▸ Vos tâches:
1. Répondez à ces questions d'après l'extrait sur l'avocat et la mangue :
(a) Combien de litres faut-il pour produire un avocat de 350 grammes ?
(b) En quelle année le plan Guaro devait-il aider au développement de ces cultures ?
(c) À quel niveau la retenue de La Viñuela était-elle remplie le 4 octobre ?
2. Recopiez fidèlement le passage de l'extrait sur l'avocat et la mangue qui commence par « Le problème réside » et se poursuit jusqu'à « dans le canton. ».
3. Prolongez s'il vous plaît l'extrait sur l'avocat et la mangue à partir de sa dernière phrase.

▸ Source:
◇ ◇ ◇ ◇
Avec l’organisation Ecologistas en Acción, il a récemment publié un rapport qui analyse comment la culture de l’avocat et de la mangue a littéralement asséché les cours d’eau du secteur. Il faut 350,5 litres pour produire un avocat de 350 grammes, souligne le document. En comparaison, une tomate nécessite… 13 litres, selon l’Organisation des Nations unies pour l’alimentation et l’agriculture (FAO).
Le problème réside surtout dans les quantités produites, largement supérieures à ce que le territoire peut raisonnablement abreuver. En 1989, le plan Guaro devait aider au développement de ces cultures. Avec l’ouverture de La Viñuela, immense retenue d’eau à une quinzaine de kilomètres au nord de la côte, l’autorisation d’un nombre limité de puits et la réutilisation des eaux usées, les surfaces dédiées ont pu monter à 8 500 hectares dans le canton.
Pour des raisons techniques, le plan prévoyait que seules les parcelles situées à moins de 140 m d’altitude pourraient bénéficier de l’eau du barrage. Dans son rapport, Ecologistas en Acción estime qu’aujourd’hui près de 15 000 hectares sont couverts d’avocatiers et manguiers dans La Axarquía.
Combinée à une sécheresse chronique qui s’intensifie avec le changement climatique, cette soif inétanchable mène La Viñuela à des niveaux de plus en plus bas et vide les rivières. Le 4 octobre, la retenue d’eau était remplie à un peu moins de 14 % de ses capacités. En moyenne, sur les dix dernières années, le remplissage à cette époque était de 32 %. La retenue laisse passer de moins en moins d’eau dans la rivière Guaro qu’elle coupe et qui se retrouve déjà complètement sèche peu après le barrage.
◇ ◇ ◇ ◇
▸ Enregistrements du jeu de données de segmentation:

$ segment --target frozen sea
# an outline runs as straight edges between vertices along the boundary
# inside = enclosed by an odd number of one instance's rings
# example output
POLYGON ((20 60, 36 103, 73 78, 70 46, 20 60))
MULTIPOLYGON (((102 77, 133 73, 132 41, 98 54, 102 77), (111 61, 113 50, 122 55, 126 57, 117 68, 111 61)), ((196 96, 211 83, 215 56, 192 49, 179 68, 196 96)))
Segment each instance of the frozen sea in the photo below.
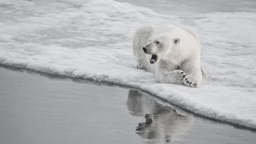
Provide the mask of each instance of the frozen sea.
POLYGON ((0 143, 256 143, 255 132, 133 89, 9 67, 0 79, 0 143))
POLYGON ((128 86, 194 113, 256 129, 255 1, 0 1, 0 64, 128 86), (129 3, 128 3, 128 2, 129 3), (201 87, 136 69, 141 24, 189 25, 201 41, 201 87))

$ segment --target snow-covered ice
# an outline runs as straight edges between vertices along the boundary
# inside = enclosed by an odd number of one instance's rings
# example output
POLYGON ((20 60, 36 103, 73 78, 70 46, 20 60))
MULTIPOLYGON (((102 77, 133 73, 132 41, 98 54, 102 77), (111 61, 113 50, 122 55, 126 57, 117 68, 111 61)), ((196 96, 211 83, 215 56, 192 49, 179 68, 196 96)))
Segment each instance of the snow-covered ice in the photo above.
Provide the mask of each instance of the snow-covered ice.
POLYGON ((256 13, 185 18, 112 0, 42 1, 0 0, 0 64, 133 87, 256 129, 256 13), (154 74, 134 68, 133 33, 145 23, 197 30, 206 71, 201 87, 159 84, 154 74))

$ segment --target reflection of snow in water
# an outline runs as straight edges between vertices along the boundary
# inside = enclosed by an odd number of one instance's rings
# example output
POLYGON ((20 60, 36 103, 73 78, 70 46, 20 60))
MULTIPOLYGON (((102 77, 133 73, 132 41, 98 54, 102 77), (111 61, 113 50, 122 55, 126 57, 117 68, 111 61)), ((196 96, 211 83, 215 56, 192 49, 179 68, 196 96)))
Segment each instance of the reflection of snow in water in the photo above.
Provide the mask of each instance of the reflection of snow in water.
POLYGON ((131 114, 148 118, 145 123, 138 124, 136 133, 152 141, 179 140, 194 121, 192 115, 183 116, 139 91, 130 90, 126 104, 131 114))
POLYGON ((183 19, 111 0, 77 2, 1 1, 0 63, 127 85, 201 115, 256 127, 256 13, 183 19), (136 28, 185 22, 201 38, 202 87, 158 84, 133 67, 136 28))

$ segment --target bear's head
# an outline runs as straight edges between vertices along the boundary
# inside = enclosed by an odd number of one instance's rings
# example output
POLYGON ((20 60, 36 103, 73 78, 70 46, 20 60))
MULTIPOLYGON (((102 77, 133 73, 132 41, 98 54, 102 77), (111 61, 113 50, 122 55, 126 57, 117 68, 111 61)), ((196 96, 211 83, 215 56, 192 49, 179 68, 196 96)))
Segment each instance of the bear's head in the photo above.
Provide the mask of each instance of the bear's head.
POLYGON ((153 63, 178 52, 176 52, 176 46, 180 41, 179 38, 172 37, 169 34, 162 33, 152 37, 142 49, 145 53, 152 55, 149 60, 151 63, 153 63))

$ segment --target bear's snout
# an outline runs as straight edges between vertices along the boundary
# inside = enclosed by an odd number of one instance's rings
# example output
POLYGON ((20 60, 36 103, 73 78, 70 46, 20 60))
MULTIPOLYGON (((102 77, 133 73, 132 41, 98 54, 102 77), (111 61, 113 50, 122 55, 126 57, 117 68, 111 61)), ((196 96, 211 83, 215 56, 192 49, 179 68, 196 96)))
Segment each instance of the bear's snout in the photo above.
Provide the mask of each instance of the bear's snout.
POLYGON ((146 48, 145 48, 145 47, 142 47, 142 49, 143 50, 144 53, 146 53, 146 48))

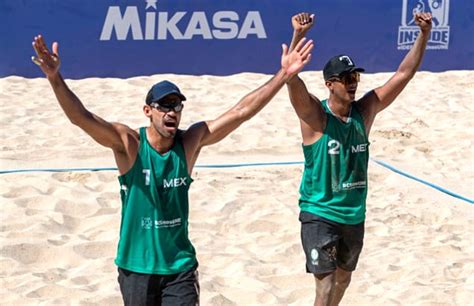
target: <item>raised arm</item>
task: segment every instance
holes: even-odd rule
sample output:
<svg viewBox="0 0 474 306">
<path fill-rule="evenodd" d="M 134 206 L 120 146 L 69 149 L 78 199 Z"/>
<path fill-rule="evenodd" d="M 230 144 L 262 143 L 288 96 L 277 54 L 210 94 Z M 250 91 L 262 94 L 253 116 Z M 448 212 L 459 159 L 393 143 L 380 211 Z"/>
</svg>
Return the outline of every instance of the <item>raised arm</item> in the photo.
<svg viewBox="0 0 474 306">
<path fill-rule="evenodd" d="M 107 122 L 84 107 L 59 73 L 61 61 L 58 55 L 58 43 L 53 43 L 52 52 L 50 52 L 43 37 L 38 35 L 34 38 L 33 48 L 37 56 L 32 57 L 32 60 L 46 75 L 68 119 L 99 144 L 112 148 L 116 153 L 126 152 L 125 144 L 129 136 L 135 132 L 125 125 Z"/>
<path fill-rule="evenodd" d="M 389 106 L 402 92 L 408 82 L 413 78 L 420 67 L 425 53 L 426 44 L 431 32 L 431 14 L 417 13 L 414 16 L 420 33 L 415 44 L 400 63 L 395 74 L 384 85 L 369 92 L 360 100 L 364 117 L 370 125 L 377 113 Z M 366 127 L 370 128 L 370 127 Z"/>
<path fill-rule="evenodd" d="M 295 46 L 313 26 L 314 14 L 299 13 L 291 18 L 293 37 L 290 49 Z M 326 116 L 319 99 L 310 94 L 304 82 L 295 75 L 287 82 L 291 104 L 300 119 L 304 143 L 312 143 L 319 138 L 326 125 Z"/>
<path fill-rule="evenodd" d="M 244 96 L 234 107 L 215 120 L 199 122 L 191 126 L 185 133 L 187 154 L 198 152 L 203 146 L 214 144 L 243 122 L 255 116 L 283 87 L 283 85 L 311 59 L 313 42 L 301 40 L 293 51 L 282 45 L 280 70 L 264 85 Z M 197 156 L 196 156 L 197 157 Z M 191 157 L 194 161 L 195 157 Z"/>
</svg>

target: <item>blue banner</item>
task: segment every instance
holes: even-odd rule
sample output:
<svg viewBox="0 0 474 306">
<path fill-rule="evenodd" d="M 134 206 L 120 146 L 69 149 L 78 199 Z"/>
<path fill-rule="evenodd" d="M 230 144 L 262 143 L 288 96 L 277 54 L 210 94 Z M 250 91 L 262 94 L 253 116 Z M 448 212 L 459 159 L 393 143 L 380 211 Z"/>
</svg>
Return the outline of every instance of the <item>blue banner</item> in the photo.
<svg viewBox="0 0 474 306">
<path fill-rule="evenodd" d="M 304 11 L 316 14 L 306 69 L 345 53 L 369 73 L 396 70 L 417 11 L 433 15 L 420 69 L 474 69 L 472 0 L 0 0 L 0 77 L 42 76 L 30 60 L 40 33 L 59 42 L 66 78 L 274 73 Z"/>
</svg>

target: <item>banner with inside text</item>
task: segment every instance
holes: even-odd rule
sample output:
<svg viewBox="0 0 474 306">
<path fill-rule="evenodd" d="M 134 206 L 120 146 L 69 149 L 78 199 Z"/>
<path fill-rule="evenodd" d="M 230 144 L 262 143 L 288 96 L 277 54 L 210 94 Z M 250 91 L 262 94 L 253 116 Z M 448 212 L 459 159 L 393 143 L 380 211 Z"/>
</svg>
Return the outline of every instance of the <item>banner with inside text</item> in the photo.
<svg viewBox="0 0 474 306">
<path fill-rule="evenodd" d="M 419 34 L 416 12 L 433 16 L 421 70 L 474 69 L 472 0 L 0 0 L 0 77 L 42 76 L 37 34 L 59 43 L 65 78 L 274 73 L 299 12 L 316 16 L 306 70 L 348 54 L 368 73 L 395 71 Z"/>
</svg>

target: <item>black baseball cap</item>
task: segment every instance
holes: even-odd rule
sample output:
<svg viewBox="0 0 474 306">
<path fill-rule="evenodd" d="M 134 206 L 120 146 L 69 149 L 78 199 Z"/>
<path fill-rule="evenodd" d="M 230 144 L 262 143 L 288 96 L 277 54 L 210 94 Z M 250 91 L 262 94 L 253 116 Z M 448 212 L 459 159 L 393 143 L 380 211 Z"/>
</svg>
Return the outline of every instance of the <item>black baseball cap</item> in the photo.
<svg viewBox="0 0 474 306">
<path fill-rule="evenodd" d="M 170 81 L 161 81 L 153 85 L 146 95 L 146 104 L 158 102 L 162 98 L 170 94 L 176 94 L 182 101 L 186 101 L 186 97 L 181 93 L 178 86 Z"/>
<path fill-rule="evenodd" d="M 339 77 L 345 73 L 350 72 L 364 72 L 365 69 L 357 67 L 348 55 L 340 54 L 332 57 L 324 66 L 323 76 L 327 81 L 332 77 Z"/>
</svg>

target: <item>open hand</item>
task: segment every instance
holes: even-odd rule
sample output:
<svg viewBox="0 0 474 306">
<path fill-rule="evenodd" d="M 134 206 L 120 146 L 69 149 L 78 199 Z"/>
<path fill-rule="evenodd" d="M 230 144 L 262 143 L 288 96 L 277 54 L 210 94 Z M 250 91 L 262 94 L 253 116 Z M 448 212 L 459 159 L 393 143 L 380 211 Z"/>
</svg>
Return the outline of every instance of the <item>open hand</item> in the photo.
<svg viewBox="0 0 474 306">
<path fill-rule="evenodd" d="M 304 35 L 314 24 L 314 14 L 299 13 L 291 18 L 291 25 L 295 32 Z"/>
<path fill-rule="evenodd" d="M 288 46 L 283 44 L 283 54 L 281 56 L 281 67 L 291 78 L 301 71 L 303 67 L 311 60 L 311 51 L 314 44 L 312 40 L 305 43 L 306 38 L 301 39 L 296 47 L 288 53 Z"/>
<path fill-rule="evenodd" d="M 416 13 L 415 22 L 423 33 L 431 31 L 432 20 L 431 13 Z"/>
<path fill-rule="evenodd" d="M 41 35 L 35 36 L 33 40 L 33 49 L 35 49 L 36 57 L 32 56 L 31 60 L 40 67 L 47 77 L 53 76 L 59 71 L 61 61 L 58 56 L 58 43 L 54 42 L 51 53 L 46 47 L 44 39 Z"/>
</svg>

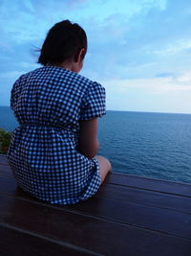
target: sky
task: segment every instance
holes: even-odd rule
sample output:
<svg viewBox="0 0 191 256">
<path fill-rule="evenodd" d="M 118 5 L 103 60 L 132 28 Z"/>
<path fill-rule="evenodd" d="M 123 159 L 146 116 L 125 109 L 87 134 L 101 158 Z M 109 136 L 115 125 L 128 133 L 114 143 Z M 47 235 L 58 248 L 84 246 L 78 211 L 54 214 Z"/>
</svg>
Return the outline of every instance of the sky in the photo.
◇ ◇ ◇ ◇
▸ Réponses données:
1.
(a) 350,5 litres.
(b) En 1989.
(c) À un peu moins de 14 % de ses capacités.

2.
Le problème réside surtout dans les quantités produites, largement supérieures à ce que le territoire peut raisonnablement abreuver. En 1989, le plan Guaro devait aider au développement de ces cultures. Avec l’ouverture de La Viñuela, immense retenue d’eau à une quinzaine de kilomètres au nord de la côte, l’autorisation d’un nombre limité de puits et la réutilisation des eaux usées, les surfaces dédiées ont pu monter à 8 500 hectares dans le canton.

3.
Plantations illégales
Le Guaro s’unit au Rubite 5 kilomètres plus bas pour devenir le Vélez, qui se jette dans la mer. Quelques mètres avant la jonction, un fond d’eau stagne dans une grande bassine. Tout autour, des rangées d’arbres frêles, reliés entre eux par un tube qui crache de l’eau en goutte-à-goutte quand il en reçoit l’ordre, forment des terrasses sur le flanc de la montagne jusqu’à sa cime, à quelque 300 mètres d’altitude.
« Au-dessus des 140 m prévus par le plan Guaro, les agriculteurs doivent se débrouiller pour trouver de l’eau. Certains puits sont légaux, mais il est impossible d’abreuver de telles surfaces avec les seuls puits autorisés », estime Rafael Yus.
Dans le cours tari du Rubite, les extrémités de petits tuyaux noirs sortent discrètement d’un amas de pierres çà et là. Au pied d’un pont, une tuyauterie métallique est connectée à une trappe depuis laquelle un tube plonge dans la terre, sous le cours du Rubite, vers une nappe phréatique surexploitée. Un puits, confirme Rafael Yus en observant les photos que Reporterre lui présente. Et les tuyaux disposés dans le lit de la rivière sont probablement des dispositifs de captage de l’eau qui y coule, quand cela arrive, comme lors des pluies de ces dernières semaines.
Difficile de dire si ces systèmes sont utilisés pour recharger la bassine en contre-haut. Au regard de la proximité, c’est toutefois probable, juge le spécialiste. « 30 à 40 % [des 140 000 hectares de fruitiers tropicaux] sont des plantations illégales, qui ont obtenu leur eau grâce à des puits ouverts clandestinement ou avec la connivence des syndicats d’irrigants », accuse le rapport d’Ecologistas en Acción.
« La lagune fait peine à voir »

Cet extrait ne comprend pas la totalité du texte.